## GIVEN PASSAGE
+++++

Giving citizens such easy, one-click access to important knowledge helps ensure accountability and consumer protection. The fear of having a health-code violation for vermin posted on a heavily trafficked website is more likely than city fines to spur a restaurateur to clean up his act. Arming parents with information about the performance of their kids' public schools lets them make smart educational choices and puts greater pressure on the poor public schools to get better.

The Internet's unique ability to disseminate information is another effective law-enforcement tool, too. Trying to make slumlords comply with local nuisance and housing codes, Toledo, Ohio, has just posted on its website a marvelous page called "Houses of Shame," listing the names and addresses of owners of ill-maintained, crime-plagued properties. Public humiliation has worked wonders: Governing magazine reports that seven of the first 12 landlords named to the House of Shame have brought their properties into compliance with the law within two months of appearing on the list; two others are hastily trying to sell their seedy buildings. "They don't like it, and they consider it harassment," remarks Mayor Carelton Finkbeiner—"but it was meant to embarrass them."

A very few state and local governments and federal agencies are beginning to use information technology in an exciting third way, turning to interactive websites and other high-tech inventions to automate and streamline day-to-day interactions with citizens and businesses, saving time and money—lots of it.

+++++

## SUPPLIED ENTRIES
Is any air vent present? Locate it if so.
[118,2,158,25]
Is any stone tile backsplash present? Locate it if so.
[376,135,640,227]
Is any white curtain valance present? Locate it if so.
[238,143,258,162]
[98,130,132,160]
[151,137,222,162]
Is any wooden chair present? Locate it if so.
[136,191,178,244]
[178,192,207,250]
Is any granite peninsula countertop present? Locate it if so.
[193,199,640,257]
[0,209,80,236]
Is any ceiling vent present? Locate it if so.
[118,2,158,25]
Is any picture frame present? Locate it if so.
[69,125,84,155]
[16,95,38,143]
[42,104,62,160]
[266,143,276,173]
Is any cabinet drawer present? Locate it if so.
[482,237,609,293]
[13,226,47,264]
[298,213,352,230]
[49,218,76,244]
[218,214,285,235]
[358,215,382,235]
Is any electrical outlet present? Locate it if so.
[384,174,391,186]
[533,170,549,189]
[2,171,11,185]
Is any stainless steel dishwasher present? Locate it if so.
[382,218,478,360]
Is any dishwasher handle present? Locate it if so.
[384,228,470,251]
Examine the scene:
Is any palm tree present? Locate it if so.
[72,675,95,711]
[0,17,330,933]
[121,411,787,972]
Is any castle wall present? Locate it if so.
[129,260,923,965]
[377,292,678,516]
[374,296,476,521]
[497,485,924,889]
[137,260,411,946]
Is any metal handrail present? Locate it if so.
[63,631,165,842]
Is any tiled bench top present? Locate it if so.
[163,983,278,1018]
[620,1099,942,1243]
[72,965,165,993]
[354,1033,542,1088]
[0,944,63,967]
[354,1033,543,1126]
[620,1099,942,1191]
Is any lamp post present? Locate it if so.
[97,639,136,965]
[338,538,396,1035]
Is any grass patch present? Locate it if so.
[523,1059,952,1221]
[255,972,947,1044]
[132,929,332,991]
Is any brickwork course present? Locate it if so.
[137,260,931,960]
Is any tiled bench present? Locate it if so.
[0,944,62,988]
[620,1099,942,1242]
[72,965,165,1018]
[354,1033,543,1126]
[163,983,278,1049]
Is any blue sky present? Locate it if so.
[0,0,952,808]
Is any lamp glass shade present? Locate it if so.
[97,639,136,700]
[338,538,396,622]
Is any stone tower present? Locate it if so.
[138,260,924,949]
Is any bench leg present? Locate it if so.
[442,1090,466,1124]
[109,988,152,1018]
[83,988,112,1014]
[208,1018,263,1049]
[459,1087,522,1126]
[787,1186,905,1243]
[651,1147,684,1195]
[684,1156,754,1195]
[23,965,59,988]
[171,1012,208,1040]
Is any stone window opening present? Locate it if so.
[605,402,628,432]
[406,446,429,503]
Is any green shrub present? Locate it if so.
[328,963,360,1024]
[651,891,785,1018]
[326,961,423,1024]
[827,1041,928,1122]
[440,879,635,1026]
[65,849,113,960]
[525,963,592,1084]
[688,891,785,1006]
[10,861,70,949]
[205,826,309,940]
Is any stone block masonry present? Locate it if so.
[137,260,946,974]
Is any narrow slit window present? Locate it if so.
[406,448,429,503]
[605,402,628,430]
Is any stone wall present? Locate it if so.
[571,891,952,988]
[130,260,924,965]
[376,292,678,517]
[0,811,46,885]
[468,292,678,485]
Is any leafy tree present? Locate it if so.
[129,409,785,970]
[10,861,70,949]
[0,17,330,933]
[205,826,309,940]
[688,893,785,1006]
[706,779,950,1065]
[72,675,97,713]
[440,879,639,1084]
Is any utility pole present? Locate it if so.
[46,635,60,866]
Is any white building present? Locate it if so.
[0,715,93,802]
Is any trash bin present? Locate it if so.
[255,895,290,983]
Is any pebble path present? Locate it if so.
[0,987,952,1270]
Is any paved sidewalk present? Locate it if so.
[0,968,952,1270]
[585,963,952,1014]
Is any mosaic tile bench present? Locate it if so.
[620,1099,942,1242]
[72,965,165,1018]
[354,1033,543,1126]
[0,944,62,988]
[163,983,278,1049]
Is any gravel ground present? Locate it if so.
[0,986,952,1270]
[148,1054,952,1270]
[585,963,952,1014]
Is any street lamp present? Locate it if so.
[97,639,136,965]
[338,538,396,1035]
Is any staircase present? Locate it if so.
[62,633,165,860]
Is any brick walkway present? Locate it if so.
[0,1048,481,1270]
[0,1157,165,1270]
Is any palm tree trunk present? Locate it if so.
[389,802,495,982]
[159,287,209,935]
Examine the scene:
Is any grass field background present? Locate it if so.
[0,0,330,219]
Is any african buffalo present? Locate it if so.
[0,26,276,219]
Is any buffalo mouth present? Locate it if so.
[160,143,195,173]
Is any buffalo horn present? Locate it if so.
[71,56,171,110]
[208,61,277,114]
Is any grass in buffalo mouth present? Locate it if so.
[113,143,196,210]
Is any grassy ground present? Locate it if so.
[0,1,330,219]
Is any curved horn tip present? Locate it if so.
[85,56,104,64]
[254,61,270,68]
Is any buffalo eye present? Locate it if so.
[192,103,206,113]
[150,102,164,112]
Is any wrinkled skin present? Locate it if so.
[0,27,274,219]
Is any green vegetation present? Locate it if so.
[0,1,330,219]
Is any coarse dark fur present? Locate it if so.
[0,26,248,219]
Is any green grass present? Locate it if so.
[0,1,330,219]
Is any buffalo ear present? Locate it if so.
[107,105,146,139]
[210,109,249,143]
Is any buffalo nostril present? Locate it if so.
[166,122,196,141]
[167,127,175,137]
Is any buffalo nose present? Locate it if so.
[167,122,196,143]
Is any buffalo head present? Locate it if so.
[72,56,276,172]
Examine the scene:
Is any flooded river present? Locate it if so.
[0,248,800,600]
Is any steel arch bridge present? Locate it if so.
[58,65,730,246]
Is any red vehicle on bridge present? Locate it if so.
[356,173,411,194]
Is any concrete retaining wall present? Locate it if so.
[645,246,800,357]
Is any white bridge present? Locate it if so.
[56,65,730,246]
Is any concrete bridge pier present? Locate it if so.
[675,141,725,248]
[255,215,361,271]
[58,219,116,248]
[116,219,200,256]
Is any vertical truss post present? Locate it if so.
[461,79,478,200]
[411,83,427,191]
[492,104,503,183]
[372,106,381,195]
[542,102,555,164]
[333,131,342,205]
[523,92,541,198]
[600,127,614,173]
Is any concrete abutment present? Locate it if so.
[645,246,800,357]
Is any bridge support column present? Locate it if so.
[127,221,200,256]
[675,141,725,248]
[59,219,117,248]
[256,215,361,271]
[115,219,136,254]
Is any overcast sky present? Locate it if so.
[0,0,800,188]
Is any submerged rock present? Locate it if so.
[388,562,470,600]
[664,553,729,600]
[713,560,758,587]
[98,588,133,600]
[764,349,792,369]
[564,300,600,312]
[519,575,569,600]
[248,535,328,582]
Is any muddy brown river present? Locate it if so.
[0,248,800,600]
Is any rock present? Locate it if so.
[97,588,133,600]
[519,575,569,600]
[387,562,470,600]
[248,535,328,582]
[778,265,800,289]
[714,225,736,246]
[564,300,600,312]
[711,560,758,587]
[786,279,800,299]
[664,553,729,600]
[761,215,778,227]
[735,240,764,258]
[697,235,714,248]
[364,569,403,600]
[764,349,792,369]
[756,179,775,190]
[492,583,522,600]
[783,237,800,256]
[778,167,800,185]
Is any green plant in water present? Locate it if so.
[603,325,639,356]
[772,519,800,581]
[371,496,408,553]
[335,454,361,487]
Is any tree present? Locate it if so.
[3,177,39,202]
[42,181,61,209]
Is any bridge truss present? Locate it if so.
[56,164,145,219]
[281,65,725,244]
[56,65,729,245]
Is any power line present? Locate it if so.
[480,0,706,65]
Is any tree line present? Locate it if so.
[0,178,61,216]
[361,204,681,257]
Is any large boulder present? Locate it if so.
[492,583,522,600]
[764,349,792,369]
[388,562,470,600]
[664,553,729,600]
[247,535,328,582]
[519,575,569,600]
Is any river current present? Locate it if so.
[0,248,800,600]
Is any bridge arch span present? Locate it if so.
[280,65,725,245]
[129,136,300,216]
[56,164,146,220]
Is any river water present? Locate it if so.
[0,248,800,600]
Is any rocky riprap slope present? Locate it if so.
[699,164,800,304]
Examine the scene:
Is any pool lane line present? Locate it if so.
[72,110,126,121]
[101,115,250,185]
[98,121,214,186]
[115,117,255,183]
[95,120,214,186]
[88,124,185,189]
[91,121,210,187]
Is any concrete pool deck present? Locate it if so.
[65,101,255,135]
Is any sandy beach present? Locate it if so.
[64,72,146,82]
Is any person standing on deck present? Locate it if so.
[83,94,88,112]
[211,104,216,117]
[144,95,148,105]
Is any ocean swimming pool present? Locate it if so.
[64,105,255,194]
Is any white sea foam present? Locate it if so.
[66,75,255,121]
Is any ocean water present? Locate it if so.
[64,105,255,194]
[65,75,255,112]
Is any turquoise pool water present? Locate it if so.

+++++

## WORK TO COMPLETE
1. Using the passage on government use of the Internet above the listing, decide whether each statement agrees with it. Answer yes or no for each, quoting the words that decide it.
(a) Toledo's web page naming owners of neglected properties is called "Houses of Shame."
(b) Nine of the first 12 landlords named on Toledo's list brought their properties into compliance within two months.
(c) The mayor says the page was not intended to embarrass the landlords.
2. Translate this sentence from the passage on government use of the Internet into Spanish: "The Internet's unique ability to disseminate information is another effective law-enforcement tool, too."
3. Finish out the passage on government use of the Internet by writing the next part, starting after its last sentence.

## ANSWERS FOR THE EXERCISE
1.
(a) Yes: "a marvelous page called "Houses of Shame,""
(b) No: "seven of the first 12 landlords named to the House of Shame have brought their properties into compliance with the law within two months"
(c) No: "but it was meant to embarrass them."

2. La capacidad única de Internet para difundir información es también otra herramienta eficaz para hacer cumplir la ley.

3.
Substantial efficiencies are there to win. As American government vastly expanded its role during the second half of the twentieth century, mountains of paperwork and endless lines waiting to apply for or renew licenses, permits, and registrations became inescapable facts of life. "Our business is paper," Michigan secretary of state Candice S. Miller matter-of-factly explained a while back. "We are a business that does 18 million transactions a year. You want to think about why there are lines?" The wastefulness of all this is extraordinary. At the extreme end of the spectrum, a recent audit of the Brooklyn, New York, Office of the City Register (an office that handles real-estate documents) turned up close to 100 boxes of long-unprocessed papers, including $26 million in uncashed checks—costing the city more than a quarter of a million dollars in lost interest.

Government could save billions if it handled more of its business over the Net. Individuals and firms do about $600 billion a year in government transactions; less than 1 percent of it currently takes place online. Anderson Consulting estimates that every in-person or phone transaction converted to an online one saves government between $40 and $400 in paper and labor costs, which represents, according to other estimates, a 70 percent savings.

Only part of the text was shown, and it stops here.